> [Tasks to complete]:
(a) Using the passage on Philadelphia demolitions, decide whether each statement agrees with it: (i) the Lancaster Avenue developer plans a 16-unit apartment complex; (ii) David Neff revealed the identity of the developer behind the Front Street banks; (iii) the Historical Commission permitted the owner of St. Laurentius to remove its towers. Answer yes or no for each and quote the deciding words.
(b) Duplicate the part of the passage on Philadelphia demolitions that begins at the words "Such a compromise" and ends after "doesn’t work out.".
(c) Finish out the next part of the passage on Philadelphia demolitions, continuing from its final sentence.

> [Text provided]:

------------------------------------------------------------

That’s exactly what’s happening on the 3700 block of Lancaster Avenue, a syncopated ensemble of 19th-century brick houses with small shop fronts on the ground floor and identical roof cornices. Although the row is in near-perfect condition, a developer intends to yank out two properties in the exact middle, cleaving the block in two. Using both the mixed-income and green-roof bonuses, the developer plans to build a 16-unit apartment complex. The midblock demolitions, similar to the ones on Christian Street, are becoming increasingly common around the city.
Many development advocates argue that such projects increase the city’s housing supply and keep rents from rising too fast. They are not entirely wrong in their economic analysis, but they grossly undervalue architecture’s contribution to Philadelphia’s soul. Those ensembles are what help give the city its identity, bind us together as citizens, and make our streets such an interesting place to walk and bike.
When City Council established the tax abatement in the late 1990s to encourage conversions of mothballed office buildings, it almost certainly did not intend for it to be used to destroy intact and inhabited buildings. Every time an inhabited building is demolished to make way for new construction, someone gets displaced and must hunt for new housing.
In the case of both Lancaster Avenue and Christian Street, an increased number of units could be achieved within the existing structures by adding several new floors. Even if the developer merely saved the facade and inserted a new structure behind the old walls -- known as a facadectomy -- it would be better than demolition.
Such a compromise could end up saving the two old banks on Front Street, according to David Neff, a public relations specialist who represents the owner. Neff would not reveal the developer’s identity but said the company has hired Canno Architecture to design a facadectomy or overbuild similar to the one they executed at Stable Lofts on North Broad Street. Neff said the developers sought the demolition permit “as a matter of preparedness” in case the project doesn’t work out.
It’s not clear whether the twin-spired St. Laurentius will be so lucky. The church has been neglected for years, yet it has always managed to evade the wrecking ball. But after its towers were deemed unsafe last year, the Historical Commission gave the owner, North Jersey’s Humberto Fernandini, permission to remove them. Nothing changed until the demolition notice was posted last week.

------------------------------------------------------------

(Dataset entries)
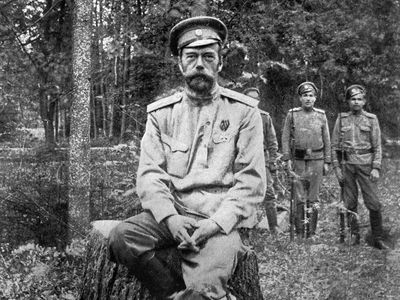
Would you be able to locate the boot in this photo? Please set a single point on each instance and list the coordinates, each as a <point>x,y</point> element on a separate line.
<point>299,223</point>
<point>313,222</point>
<point>271,213</point>
<point>375,218</point>
<point>157,277</point>
<point>354,228</point>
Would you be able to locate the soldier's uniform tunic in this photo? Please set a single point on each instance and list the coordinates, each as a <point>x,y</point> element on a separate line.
<point>357,138</point>
<point>312,146</point>
<point>202,160</point>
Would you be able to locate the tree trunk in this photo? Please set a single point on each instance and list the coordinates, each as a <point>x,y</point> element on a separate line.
<point>104,279</point>
<point>79,154</point>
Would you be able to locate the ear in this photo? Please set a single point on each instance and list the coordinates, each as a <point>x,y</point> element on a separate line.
<point>180,65</point>
<point>220,65</point>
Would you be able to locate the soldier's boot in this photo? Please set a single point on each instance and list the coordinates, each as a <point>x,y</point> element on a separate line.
<point>375,218</point>
<point>354,228</point>
<point>157,277</point>
<point>299,222</point>
<point>313,222</point>
<point>270,211</point>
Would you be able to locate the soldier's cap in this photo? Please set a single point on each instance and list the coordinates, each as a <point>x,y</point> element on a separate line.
<point>197,32</point>
<point>354,90</point>
<point>306,87</point>
<point>251,89</point>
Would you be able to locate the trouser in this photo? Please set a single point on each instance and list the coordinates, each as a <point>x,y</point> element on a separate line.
<point>307,195</point>
<point>206,272</point>
<point>353,174</point>
<point>269,202</point>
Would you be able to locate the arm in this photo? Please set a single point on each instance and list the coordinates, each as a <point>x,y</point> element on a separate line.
<point>249,175</point>
<point>152,178</point>
<point>286,135</point>
<point>376,145</point>
<point>327,141</point>
<point>272,143</point>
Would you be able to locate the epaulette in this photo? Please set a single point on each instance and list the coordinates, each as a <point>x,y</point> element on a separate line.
<point>369,115</point>
<point>239,97</point>
<point>319,110</point>
<point>164,102</point>
<point>263,112</point>
<point>345,114</point>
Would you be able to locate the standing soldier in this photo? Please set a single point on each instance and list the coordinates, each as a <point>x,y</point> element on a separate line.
<point>270,154</point>
<point>356,140</point>
<point>306,141</point>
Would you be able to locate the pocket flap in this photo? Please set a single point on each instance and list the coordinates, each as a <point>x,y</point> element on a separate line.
<point>365,128</point>
<point>173,144</point>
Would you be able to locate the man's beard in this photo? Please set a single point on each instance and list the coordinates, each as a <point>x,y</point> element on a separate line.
<point>200,83</point>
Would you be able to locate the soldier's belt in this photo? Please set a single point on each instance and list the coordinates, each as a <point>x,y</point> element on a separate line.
<point>345,153</point>
<point>301,153</point>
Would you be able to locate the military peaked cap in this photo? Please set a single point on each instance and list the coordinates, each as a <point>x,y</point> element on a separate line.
<point>306,87</point>
<point>197,32</point>
<point>354,90</point>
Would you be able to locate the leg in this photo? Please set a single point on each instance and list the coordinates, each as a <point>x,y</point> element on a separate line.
<point>368,189</point>
<point>208,271</point>
<point>315,171</point>
<point>134,242</point>
<point>300,195</point>
<point>270,206</point>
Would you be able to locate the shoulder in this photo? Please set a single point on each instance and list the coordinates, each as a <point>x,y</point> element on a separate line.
<point>164,102</point>
<point>263,112</point>
<point>369,115</point>
<point>318,110</point>
<point>344,115</point>
<point>296,109</point>
<point>239,97</point>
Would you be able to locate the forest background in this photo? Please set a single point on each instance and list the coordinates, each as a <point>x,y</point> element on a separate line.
<point>274,45</point>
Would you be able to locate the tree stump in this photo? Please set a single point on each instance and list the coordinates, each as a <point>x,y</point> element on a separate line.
<point>104,279</point>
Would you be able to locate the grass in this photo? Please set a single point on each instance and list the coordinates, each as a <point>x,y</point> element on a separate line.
<point>321,267</point>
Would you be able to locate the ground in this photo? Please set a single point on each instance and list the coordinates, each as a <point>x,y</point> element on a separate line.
<point>321,267</point>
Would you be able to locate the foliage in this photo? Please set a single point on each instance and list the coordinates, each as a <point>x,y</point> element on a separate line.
<point>35,272</point>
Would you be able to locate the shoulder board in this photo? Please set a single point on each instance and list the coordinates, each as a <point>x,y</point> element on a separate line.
<point>239,97</point>
<point>345,114</point>
<point>369,115</point>
<point>164,102</point>
<point>319,110</point>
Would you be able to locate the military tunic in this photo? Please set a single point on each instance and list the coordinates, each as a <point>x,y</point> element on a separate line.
<point>356,141</point>
<point>309,132</point>
<point>204,160</point>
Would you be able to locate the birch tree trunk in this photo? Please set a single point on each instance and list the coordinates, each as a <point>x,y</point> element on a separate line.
<point>79,153</point>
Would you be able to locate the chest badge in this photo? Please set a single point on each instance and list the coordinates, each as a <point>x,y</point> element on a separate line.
<point>224,125</point>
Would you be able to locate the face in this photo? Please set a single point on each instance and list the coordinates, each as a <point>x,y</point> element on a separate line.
<point>200,67</point>
<point>307,100</point>
<point>253,94</point>
<point>357,102</point>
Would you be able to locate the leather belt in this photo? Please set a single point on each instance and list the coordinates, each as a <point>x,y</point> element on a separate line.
<point>301,153</point>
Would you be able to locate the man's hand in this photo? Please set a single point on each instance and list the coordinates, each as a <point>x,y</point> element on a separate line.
<point>326,169</point>
<point>374,175</point>
<point>178,226</point>
<point>339,174</point>
<point>206,229</point>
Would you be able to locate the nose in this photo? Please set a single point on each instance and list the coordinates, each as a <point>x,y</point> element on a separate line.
<point>199,63</point>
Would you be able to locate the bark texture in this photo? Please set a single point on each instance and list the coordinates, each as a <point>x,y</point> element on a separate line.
<point>79,155</point>
<point>104,279</point>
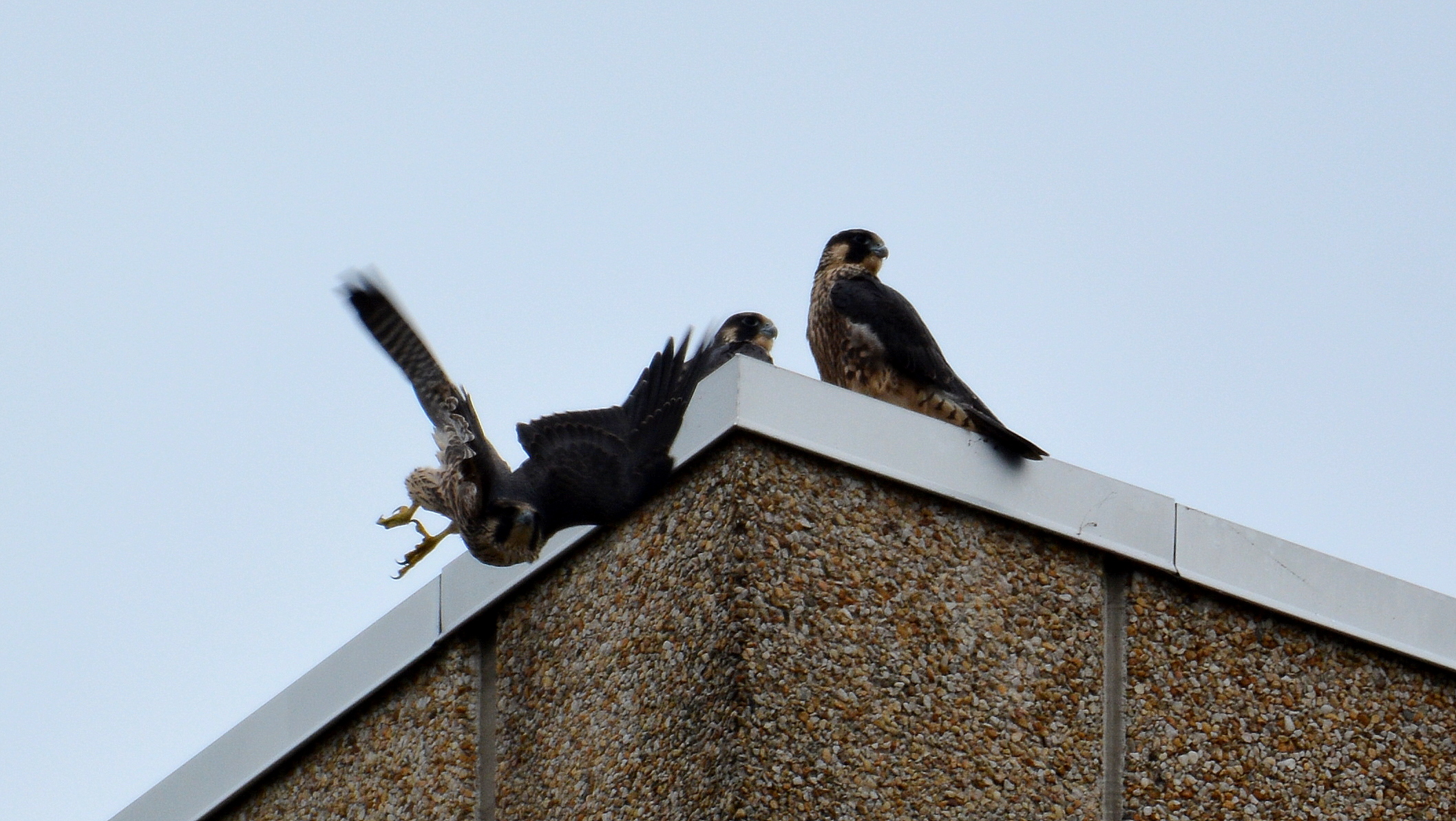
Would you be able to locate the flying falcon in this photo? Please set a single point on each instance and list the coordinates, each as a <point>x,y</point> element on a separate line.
<point>868,338</point>
<point>581,468</point>
<point>749,334</point>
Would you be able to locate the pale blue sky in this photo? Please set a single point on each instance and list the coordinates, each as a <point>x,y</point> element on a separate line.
<point>1200,248</point>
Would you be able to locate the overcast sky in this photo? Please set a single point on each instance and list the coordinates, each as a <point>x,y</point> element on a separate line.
<point>1200,248</point>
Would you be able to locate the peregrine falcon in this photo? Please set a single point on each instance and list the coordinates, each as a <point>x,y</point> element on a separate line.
<point>748,334</point>
<point>868,338</point>
<point>581,468</point>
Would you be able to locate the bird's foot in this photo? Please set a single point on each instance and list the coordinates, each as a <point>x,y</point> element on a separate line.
<point>399,517</point>
<point>424,548</point>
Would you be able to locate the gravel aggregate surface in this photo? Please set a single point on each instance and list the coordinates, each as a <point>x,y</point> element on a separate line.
<point>1234,712</point>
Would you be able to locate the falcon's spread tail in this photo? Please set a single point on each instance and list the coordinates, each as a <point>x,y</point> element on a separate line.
<point>447,406</point>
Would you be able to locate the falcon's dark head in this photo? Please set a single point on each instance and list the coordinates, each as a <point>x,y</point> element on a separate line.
<point>855,247</point>
<point>514,530</point>
<point>749,328</point>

------------------------------------------------------------

> [Your written answers]:
(a)
(i) Yes: "the developer plans to build a 16-unit apartment complex."
(ii) No: "Neff would not reveal the developer’s identity"
(iii) Yes: "the Historical Commission gave the owner, North Jersey’s Humberto Fernandini, permission to remove them."

(b)
Such a compromise could end up saving the two old banks on Front Street, according to David Neff, a public relations specialist who represents the owner. Neff would not reveal the developer’s identity but said the company has hired Canno Architecture to design a facadectomy or overbuild similar to the one they executed at Stable Lofts on North Broad Street. Neff said the developers sought the demolition permit “as a matter of preparedness” in case the project doesn’t work out.

(c)
I reached out to Fernandini via LinkedIn and a lawyer who represents him in other matters, but he did not respond. I also sent a query to Jon Farnham, the executive director of the Historical Commission. Based on his lengthy and convoluted response, which referenced a long list of city procedures, it appears that Fernandini will take down the towers but not demolish the entire church. But it’s hard to know for sure.
Mayor Kenney came into office vowing to improve the treatment of the city’s old buildings, and his preservation task force spent 18 months exploring the issues. There have been several major saves, including the Metropolitan Opera House on North Broad and a gorgeous limestone bank in Kensington. “Mayor Kenney has consistently said that he prefers adaptive reuse to demolition,” a city spokesperson wrote in an email.
But a look at the city’s database on building demolitions shows that the number of tear-downs has remained remarkably consistent since the start of Kenney’s administration. The monthly totals topped out at 117 in January 2017, as he started his term. They hit a low of 29 demolitions in July 2020, during the depths of the pandemic.
This July, the number of demolitions was back up to 75. Unless officials start taking preservation seriously, it seems, Philadelphia will continue to lose its architectural heritage, bit by bit.